DATA Start Marker
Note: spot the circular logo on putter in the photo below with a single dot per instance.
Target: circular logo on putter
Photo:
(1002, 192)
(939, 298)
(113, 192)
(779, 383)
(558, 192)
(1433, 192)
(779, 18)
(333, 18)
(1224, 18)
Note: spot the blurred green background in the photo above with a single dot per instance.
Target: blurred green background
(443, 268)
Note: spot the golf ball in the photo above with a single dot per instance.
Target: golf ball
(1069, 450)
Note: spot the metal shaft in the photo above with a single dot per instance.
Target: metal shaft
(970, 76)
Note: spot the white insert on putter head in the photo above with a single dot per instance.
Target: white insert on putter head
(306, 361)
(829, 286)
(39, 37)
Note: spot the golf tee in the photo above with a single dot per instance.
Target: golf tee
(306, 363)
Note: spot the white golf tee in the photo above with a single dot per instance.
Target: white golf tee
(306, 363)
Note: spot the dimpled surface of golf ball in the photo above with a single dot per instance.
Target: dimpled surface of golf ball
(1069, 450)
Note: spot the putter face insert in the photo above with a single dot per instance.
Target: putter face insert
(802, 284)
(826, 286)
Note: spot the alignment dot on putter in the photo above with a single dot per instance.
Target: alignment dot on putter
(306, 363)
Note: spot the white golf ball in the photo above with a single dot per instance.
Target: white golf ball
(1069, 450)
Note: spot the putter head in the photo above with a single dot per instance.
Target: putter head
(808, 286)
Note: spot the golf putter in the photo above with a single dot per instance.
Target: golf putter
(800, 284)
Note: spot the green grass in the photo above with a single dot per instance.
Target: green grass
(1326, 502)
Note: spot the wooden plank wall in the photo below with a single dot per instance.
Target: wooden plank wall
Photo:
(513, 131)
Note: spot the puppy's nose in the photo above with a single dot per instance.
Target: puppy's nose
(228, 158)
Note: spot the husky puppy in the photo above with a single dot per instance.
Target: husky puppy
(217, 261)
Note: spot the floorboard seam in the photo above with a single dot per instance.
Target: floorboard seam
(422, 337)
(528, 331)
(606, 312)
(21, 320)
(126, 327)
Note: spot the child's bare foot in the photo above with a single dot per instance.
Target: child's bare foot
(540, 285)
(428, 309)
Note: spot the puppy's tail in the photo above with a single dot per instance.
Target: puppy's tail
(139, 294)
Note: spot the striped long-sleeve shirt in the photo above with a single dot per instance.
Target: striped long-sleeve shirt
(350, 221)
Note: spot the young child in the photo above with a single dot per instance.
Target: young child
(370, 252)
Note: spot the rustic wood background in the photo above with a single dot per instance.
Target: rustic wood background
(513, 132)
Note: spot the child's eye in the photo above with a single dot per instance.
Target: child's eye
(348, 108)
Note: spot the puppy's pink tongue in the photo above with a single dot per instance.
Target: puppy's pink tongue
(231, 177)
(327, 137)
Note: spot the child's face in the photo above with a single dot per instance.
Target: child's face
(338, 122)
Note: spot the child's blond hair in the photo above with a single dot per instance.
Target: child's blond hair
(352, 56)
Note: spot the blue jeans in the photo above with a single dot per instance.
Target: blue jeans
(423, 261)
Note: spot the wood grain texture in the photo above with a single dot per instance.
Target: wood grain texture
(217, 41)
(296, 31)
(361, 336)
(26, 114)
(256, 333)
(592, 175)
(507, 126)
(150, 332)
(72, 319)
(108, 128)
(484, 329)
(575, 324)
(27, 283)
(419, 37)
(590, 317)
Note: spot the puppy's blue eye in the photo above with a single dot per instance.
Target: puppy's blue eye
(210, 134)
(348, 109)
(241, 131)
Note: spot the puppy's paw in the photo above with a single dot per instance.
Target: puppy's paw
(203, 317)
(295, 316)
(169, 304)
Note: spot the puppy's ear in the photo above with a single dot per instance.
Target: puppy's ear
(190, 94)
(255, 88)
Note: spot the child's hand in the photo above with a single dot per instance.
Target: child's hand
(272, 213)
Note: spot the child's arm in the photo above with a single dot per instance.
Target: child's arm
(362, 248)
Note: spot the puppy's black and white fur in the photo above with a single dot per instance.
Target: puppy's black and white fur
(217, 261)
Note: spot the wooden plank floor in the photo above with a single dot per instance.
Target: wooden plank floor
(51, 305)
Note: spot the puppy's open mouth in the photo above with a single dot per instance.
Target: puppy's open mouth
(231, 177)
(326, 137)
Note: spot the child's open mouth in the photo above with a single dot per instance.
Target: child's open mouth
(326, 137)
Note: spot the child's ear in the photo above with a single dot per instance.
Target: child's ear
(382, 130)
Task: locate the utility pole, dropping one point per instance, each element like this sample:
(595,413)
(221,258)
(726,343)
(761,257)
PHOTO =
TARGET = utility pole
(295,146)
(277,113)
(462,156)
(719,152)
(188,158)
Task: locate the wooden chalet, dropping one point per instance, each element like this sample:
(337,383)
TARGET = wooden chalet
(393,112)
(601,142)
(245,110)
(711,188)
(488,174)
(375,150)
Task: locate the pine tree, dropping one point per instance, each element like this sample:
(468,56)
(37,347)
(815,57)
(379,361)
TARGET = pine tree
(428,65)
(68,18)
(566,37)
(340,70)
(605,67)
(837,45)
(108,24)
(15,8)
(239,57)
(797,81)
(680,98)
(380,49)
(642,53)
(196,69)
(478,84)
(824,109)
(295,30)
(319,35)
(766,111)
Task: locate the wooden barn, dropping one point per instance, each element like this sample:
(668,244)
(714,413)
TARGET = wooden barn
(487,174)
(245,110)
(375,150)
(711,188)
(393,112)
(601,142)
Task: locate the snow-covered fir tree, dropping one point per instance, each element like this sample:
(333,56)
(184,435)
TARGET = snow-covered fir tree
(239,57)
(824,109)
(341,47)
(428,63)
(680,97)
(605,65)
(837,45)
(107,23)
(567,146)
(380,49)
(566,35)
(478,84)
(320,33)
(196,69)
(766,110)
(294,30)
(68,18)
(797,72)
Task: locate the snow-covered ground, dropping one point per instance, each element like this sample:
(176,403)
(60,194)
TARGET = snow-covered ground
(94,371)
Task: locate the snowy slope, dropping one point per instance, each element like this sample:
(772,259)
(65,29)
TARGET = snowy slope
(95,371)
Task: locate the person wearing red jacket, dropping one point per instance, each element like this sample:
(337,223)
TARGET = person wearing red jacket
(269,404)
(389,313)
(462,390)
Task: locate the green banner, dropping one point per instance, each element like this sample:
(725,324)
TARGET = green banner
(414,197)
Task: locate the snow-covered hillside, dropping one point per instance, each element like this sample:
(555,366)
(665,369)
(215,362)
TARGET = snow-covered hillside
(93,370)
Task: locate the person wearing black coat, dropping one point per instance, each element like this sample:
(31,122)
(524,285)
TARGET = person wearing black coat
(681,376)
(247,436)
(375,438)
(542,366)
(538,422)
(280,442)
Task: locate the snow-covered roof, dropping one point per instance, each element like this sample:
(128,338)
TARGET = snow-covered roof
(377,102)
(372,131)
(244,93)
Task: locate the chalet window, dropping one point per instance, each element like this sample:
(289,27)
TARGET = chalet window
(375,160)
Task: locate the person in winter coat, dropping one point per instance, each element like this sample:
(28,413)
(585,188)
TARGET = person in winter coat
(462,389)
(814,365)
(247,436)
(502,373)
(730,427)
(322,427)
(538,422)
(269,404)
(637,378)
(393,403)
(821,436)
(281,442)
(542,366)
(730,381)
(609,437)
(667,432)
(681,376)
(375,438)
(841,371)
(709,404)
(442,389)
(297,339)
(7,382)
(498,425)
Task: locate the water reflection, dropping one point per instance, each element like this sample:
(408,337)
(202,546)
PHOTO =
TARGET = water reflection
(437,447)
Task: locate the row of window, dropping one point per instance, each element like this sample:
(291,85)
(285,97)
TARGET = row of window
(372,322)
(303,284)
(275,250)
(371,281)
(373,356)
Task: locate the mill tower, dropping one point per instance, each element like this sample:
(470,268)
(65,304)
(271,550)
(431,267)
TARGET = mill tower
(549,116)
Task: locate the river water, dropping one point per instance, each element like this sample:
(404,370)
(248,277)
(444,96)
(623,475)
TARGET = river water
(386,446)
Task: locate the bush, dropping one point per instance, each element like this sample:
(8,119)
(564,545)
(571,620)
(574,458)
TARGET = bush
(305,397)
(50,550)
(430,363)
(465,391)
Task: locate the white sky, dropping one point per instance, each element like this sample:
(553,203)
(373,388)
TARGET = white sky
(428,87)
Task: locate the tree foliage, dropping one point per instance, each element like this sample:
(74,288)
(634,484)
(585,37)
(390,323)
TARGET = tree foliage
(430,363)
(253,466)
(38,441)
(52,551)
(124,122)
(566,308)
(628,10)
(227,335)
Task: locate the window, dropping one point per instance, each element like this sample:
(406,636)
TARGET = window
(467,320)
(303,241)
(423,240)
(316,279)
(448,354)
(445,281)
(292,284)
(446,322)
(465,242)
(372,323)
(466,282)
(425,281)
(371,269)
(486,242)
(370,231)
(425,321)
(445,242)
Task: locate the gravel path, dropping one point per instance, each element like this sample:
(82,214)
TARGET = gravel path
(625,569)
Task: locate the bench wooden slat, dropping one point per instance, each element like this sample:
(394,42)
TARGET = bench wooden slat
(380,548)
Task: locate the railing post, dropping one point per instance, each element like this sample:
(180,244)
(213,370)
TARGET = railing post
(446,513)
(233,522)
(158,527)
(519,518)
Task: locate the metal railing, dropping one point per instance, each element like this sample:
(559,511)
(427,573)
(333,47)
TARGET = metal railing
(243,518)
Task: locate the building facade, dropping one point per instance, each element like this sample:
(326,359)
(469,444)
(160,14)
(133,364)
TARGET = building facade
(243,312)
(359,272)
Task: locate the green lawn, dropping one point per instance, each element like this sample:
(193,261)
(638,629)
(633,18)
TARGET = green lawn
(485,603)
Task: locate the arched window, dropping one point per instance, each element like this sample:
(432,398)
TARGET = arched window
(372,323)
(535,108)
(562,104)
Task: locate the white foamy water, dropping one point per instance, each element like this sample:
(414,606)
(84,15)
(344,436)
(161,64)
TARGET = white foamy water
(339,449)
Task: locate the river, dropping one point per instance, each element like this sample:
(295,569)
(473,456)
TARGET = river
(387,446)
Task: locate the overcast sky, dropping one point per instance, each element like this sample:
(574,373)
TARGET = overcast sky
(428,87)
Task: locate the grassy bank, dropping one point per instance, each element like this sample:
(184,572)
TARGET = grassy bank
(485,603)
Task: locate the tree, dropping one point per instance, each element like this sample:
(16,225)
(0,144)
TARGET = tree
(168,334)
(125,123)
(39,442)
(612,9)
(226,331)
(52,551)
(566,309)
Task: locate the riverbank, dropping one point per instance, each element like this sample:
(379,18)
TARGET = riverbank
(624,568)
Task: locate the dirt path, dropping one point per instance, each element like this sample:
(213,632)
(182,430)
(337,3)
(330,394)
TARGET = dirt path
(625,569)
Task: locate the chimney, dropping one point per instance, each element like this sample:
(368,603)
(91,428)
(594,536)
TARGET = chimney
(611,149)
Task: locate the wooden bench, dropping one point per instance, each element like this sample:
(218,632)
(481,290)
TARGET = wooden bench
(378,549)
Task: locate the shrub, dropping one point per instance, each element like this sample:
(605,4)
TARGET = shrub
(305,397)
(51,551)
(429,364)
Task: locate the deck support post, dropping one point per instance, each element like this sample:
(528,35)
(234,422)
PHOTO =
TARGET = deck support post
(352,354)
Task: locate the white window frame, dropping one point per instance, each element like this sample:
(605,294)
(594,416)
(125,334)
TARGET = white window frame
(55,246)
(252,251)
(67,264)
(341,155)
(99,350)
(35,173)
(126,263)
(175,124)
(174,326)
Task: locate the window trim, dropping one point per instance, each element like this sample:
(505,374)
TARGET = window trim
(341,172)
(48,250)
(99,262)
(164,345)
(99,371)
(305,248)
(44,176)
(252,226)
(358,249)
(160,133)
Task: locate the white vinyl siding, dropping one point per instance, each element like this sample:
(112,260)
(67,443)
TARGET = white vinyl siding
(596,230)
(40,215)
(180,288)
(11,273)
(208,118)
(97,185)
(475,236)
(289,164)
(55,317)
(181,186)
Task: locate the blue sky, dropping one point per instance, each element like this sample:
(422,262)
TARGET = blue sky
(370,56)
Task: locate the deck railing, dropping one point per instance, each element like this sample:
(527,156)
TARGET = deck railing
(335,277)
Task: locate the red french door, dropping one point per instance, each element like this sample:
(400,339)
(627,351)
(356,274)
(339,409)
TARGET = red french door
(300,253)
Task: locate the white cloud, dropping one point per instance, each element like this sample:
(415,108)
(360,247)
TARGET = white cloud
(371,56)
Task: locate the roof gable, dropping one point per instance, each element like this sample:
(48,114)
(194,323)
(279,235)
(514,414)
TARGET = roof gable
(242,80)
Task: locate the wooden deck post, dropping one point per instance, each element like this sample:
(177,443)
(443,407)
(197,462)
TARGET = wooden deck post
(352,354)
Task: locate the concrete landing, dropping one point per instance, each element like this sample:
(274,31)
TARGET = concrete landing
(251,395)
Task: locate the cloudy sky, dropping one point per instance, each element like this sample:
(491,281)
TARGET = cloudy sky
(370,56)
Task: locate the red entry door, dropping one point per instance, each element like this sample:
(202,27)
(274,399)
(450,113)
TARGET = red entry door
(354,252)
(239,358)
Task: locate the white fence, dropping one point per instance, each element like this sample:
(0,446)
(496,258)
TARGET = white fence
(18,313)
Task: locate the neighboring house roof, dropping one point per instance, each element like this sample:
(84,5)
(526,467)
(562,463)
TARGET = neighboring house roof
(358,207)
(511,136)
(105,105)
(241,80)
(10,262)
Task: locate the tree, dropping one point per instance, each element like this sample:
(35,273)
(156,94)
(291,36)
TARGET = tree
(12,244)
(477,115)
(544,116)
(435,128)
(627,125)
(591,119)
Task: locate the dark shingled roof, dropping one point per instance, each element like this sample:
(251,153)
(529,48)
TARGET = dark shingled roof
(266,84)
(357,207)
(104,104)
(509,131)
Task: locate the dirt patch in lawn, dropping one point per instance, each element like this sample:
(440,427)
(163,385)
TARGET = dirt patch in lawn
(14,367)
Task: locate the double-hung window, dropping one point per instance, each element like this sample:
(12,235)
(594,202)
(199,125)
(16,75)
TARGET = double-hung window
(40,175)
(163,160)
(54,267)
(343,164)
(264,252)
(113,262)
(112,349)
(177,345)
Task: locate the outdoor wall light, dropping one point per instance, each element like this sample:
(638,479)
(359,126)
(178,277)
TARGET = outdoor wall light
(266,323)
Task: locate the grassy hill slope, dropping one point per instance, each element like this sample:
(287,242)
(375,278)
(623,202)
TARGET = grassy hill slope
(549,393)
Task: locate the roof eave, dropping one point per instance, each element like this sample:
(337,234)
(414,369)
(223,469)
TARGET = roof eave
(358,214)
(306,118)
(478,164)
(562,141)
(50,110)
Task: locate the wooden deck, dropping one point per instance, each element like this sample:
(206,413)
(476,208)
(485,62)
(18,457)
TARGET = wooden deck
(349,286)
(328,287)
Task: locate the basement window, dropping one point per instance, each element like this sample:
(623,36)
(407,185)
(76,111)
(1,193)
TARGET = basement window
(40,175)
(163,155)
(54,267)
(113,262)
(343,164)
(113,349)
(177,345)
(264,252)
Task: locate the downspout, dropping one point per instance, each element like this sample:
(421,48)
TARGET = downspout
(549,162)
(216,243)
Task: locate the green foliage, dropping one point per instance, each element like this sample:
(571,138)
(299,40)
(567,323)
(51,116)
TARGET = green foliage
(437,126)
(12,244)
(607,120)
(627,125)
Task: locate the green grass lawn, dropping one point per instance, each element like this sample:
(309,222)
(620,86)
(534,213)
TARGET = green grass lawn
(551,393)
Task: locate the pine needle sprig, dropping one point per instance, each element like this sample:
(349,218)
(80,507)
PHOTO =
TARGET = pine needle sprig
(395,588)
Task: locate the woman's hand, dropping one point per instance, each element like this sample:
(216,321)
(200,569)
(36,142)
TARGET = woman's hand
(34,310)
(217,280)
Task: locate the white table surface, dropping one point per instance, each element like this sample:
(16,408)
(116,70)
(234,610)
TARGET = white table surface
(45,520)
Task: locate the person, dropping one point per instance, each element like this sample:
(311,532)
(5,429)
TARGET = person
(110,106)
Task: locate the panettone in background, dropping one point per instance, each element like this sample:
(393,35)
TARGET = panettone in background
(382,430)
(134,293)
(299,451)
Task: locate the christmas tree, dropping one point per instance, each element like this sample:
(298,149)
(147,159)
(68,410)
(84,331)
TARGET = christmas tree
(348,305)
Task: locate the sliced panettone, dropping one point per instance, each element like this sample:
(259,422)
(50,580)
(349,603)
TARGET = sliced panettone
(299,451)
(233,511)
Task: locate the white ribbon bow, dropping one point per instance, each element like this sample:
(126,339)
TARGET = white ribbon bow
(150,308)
DATA End Marker
*ASSIGNMENT:*
Take the lines above from the one containing "Note: spot the white insert" to the one containing "Note: spot the floorboard" and retype them exactly, both ends included, with nothing added.

*SOLUTION:*
Note: spot the white insert on putter head in the photo above with a single dot per instance.
Target: white insert on putter head
(306, 361)
(829, 286)
(39, 37)
Note: spot the golf tee in the photo above with a single dot per instance.
Target: golf tee
(306, 363)
Note: spot the white golf tee in the photo above with a single dot per instance.
Target: white golf tee
(306, 363)
Note: spot the dimpled surface of golf ball in the photo above with a single dot per instance.
Target: dimpled surface of golf ball
(1069, 450)
Note: spot the putter face insert in the photo above with a single dot per instance.
Target: putter face insert
(802, 284)
(826, 286)
Note: spot the alignment dot on putter in the photo above with a single dot per instance.
Target: alignment dot on putter
(306, 363)
Note: spot the white golf ball in the photo above with a single dot per instance.
Target: white golf ball
(1069, 450)
Note: spot the putter head in the photo above with a single dot per instance.
Target: putter head
(808, 286)
Note: spot the golf putter in the photo above with a single dot per instance.
Target: golf putter
(800, 284)
Note: spot the green grass in the photo above with a single dot per instance.
Target: green grass
(1326, 502)
Note: spot the wooden plank wall in the photo below with a single dot per instance.
Target: wooden plank wall
Photo:
(513, 131)
Note: spot the puppy's nose in the photo above with a single dot per instance.
Target: puppy's nose
(228, 158)
Note: spot the husky puppy in the photo above with a single dot per instance.
Target: husky puppy
(217, 261)
Note: spot the floorboard seam in the photo above with a single dot per instance.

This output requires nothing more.